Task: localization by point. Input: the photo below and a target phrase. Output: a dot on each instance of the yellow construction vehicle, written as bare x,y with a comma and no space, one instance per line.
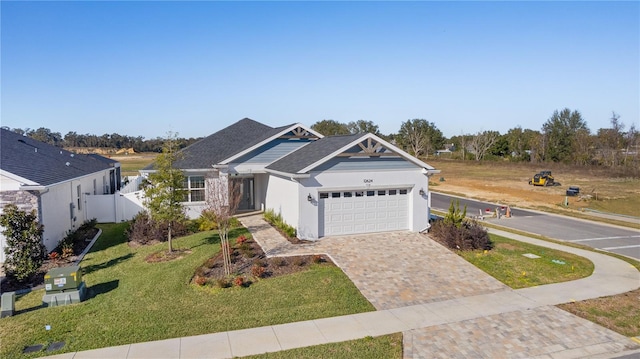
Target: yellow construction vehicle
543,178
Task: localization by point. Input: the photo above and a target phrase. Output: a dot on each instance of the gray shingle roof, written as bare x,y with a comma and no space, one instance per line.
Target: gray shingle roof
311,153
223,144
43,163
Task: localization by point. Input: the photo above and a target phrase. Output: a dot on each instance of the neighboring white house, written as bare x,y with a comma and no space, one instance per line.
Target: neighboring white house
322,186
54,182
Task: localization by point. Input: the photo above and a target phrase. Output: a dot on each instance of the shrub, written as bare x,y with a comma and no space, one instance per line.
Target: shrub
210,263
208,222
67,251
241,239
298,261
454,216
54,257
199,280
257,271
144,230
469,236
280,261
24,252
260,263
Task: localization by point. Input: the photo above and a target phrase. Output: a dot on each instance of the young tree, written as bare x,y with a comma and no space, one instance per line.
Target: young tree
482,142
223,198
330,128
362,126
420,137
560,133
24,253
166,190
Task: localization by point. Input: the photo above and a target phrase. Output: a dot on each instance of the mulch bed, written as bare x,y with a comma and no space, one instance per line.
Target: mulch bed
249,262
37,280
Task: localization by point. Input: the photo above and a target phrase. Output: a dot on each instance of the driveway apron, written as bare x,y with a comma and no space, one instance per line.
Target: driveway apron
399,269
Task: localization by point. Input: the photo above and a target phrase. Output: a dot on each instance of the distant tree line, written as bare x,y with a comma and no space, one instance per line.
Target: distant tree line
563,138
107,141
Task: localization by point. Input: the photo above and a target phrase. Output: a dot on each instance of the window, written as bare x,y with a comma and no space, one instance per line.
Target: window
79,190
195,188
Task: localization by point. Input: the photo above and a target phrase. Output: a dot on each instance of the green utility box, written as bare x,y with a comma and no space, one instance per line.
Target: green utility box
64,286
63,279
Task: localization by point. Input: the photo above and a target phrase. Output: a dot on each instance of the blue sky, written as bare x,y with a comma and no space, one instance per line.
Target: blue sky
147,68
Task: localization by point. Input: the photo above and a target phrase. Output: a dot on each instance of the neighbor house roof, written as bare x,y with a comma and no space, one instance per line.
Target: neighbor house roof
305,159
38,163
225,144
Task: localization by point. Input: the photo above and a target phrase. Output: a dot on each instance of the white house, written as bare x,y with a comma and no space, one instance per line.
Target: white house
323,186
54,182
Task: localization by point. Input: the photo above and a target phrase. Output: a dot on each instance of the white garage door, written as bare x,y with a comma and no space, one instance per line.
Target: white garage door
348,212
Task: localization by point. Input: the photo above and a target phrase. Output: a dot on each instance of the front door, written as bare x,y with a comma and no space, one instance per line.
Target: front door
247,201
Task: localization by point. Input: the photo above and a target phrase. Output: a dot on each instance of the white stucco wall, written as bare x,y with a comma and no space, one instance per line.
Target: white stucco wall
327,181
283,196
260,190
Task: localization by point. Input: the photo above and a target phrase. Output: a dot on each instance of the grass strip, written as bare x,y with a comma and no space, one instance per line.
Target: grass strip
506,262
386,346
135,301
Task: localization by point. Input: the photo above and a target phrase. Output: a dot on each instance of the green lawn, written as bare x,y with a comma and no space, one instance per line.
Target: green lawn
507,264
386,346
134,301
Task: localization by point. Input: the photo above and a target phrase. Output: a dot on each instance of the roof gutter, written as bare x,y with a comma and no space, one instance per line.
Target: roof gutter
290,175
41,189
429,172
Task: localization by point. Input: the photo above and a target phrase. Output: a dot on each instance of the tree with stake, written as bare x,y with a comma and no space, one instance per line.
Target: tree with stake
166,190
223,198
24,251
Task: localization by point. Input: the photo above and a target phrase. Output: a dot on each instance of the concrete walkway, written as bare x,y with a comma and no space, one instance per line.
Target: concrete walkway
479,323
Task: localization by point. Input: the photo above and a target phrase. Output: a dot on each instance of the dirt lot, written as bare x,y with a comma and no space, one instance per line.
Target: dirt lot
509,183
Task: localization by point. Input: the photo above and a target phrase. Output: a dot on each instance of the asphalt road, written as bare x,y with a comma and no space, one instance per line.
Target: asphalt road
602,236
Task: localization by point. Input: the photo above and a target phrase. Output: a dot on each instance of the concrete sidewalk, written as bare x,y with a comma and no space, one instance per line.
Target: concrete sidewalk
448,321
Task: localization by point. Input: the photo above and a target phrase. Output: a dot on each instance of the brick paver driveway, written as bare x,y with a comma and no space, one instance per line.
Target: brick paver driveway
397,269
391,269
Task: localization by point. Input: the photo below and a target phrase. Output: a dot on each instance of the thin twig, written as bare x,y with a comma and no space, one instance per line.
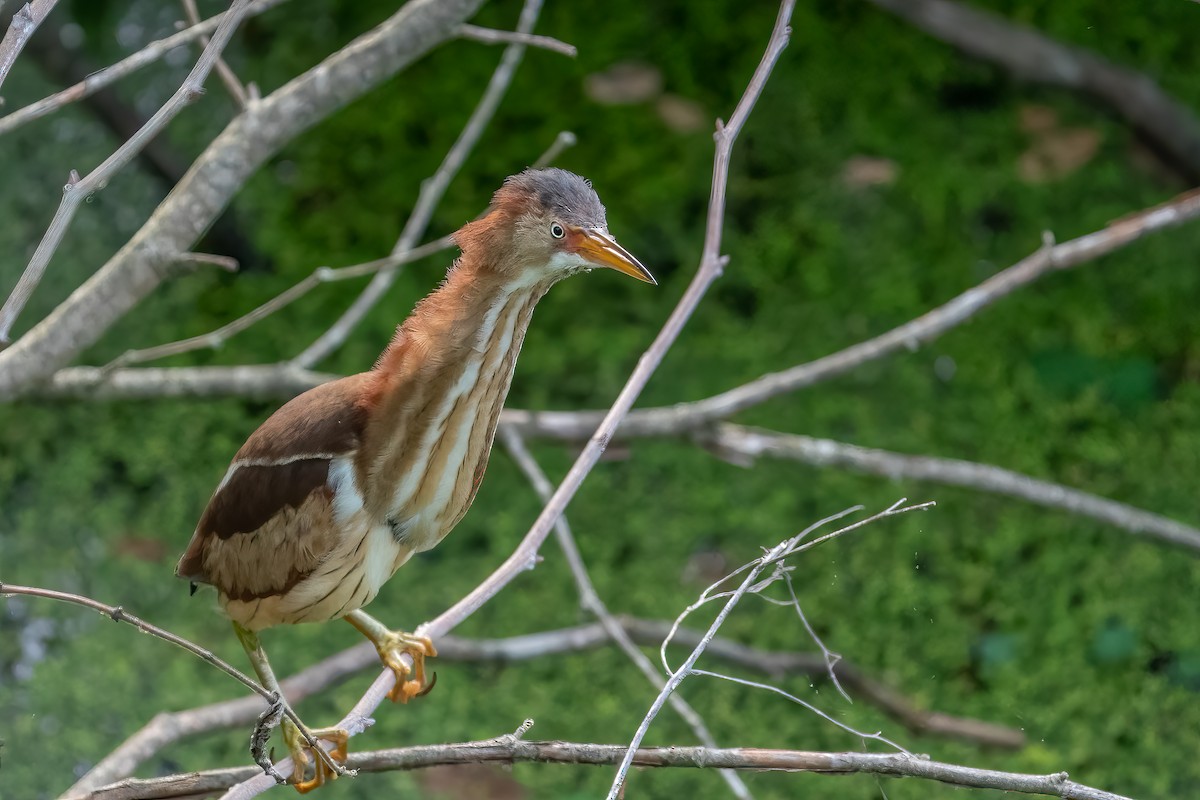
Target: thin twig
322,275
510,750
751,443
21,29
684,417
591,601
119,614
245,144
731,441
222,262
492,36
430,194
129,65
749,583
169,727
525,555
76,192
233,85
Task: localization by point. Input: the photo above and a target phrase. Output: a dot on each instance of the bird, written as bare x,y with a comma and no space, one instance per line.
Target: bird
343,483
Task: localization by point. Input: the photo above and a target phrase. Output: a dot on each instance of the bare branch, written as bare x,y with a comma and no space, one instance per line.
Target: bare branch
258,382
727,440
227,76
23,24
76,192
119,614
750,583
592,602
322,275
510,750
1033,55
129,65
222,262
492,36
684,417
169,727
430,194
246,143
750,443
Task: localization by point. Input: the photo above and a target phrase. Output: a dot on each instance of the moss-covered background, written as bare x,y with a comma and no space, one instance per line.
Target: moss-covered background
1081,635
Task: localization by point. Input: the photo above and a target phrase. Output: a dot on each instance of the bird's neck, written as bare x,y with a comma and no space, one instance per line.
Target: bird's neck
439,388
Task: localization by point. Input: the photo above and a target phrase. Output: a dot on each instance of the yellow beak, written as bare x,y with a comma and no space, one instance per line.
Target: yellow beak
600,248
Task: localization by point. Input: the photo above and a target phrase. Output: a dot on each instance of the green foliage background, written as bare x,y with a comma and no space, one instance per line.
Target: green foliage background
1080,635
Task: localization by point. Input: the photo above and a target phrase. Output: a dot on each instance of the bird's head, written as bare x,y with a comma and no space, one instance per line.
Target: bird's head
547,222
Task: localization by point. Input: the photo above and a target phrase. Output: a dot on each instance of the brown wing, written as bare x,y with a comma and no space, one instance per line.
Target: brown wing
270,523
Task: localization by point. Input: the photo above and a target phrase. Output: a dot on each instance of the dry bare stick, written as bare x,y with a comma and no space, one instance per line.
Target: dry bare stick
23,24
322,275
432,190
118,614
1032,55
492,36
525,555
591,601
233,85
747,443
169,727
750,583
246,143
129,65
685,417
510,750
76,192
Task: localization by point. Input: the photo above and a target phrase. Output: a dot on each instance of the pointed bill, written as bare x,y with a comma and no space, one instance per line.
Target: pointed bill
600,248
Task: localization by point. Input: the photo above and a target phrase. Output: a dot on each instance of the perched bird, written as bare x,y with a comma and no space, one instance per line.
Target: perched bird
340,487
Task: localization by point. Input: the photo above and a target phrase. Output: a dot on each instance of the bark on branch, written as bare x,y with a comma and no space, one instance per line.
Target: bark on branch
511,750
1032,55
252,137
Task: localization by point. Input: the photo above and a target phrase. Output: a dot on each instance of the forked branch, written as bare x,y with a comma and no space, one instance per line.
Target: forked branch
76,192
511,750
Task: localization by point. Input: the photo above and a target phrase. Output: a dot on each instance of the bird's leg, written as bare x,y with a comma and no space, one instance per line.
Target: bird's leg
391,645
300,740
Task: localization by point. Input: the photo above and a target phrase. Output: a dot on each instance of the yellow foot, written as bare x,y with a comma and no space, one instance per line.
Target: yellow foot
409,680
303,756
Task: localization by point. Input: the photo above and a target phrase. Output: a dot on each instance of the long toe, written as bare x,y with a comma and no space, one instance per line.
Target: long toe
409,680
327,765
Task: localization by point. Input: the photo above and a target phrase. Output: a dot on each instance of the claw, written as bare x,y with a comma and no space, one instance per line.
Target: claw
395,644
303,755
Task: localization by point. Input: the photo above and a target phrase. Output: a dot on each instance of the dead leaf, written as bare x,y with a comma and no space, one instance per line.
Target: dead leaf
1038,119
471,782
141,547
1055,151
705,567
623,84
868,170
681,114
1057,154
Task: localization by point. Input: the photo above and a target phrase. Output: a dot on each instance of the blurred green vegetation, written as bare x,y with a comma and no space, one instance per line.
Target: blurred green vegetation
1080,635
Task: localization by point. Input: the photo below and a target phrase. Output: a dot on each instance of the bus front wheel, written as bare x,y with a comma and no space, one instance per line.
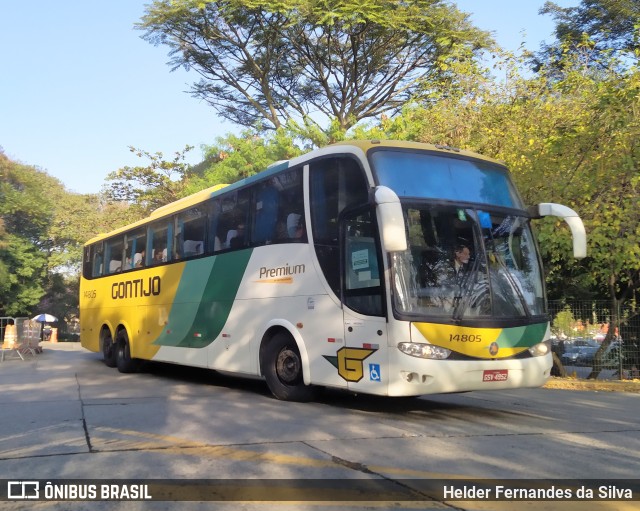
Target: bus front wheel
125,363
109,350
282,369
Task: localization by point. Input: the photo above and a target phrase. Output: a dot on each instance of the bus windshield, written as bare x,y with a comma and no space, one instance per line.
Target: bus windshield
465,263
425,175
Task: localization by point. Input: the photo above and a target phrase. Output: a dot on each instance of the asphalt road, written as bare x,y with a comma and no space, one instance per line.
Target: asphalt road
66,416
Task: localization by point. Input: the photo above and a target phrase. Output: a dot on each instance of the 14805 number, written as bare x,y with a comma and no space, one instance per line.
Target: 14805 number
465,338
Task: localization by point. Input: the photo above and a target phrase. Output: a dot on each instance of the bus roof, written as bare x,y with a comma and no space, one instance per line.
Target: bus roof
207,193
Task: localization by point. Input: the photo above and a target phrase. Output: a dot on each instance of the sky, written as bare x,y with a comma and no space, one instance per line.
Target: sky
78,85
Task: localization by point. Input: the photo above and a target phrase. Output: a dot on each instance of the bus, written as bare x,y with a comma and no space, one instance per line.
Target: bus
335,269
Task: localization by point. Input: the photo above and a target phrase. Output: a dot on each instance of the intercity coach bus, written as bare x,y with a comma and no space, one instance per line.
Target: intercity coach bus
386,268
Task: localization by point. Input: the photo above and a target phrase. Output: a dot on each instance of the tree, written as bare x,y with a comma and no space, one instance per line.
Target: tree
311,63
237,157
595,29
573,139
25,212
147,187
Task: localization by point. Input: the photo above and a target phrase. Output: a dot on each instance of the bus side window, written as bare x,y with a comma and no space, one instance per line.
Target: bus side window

About this task.
From the data above, show each line that contains "below".

Output for this task.
Task: localization by point. Input: the photo below and a target phrase. Output: a dot on each instance of the yellow construction vehicle, written as bare x,y with a comma and no space, one instance per line.
Task: localization by point. Input: the photo below and a target phrase. Output: a dot on each instance of the thin twig, written as bare x,y with a comma and no space, one instance per line.
Task: localization by point. Input: the photo below and a target phrase. Output: a dot on each instance of the bus front wheel, written as bare x,y with a comma and no space, one instance per line.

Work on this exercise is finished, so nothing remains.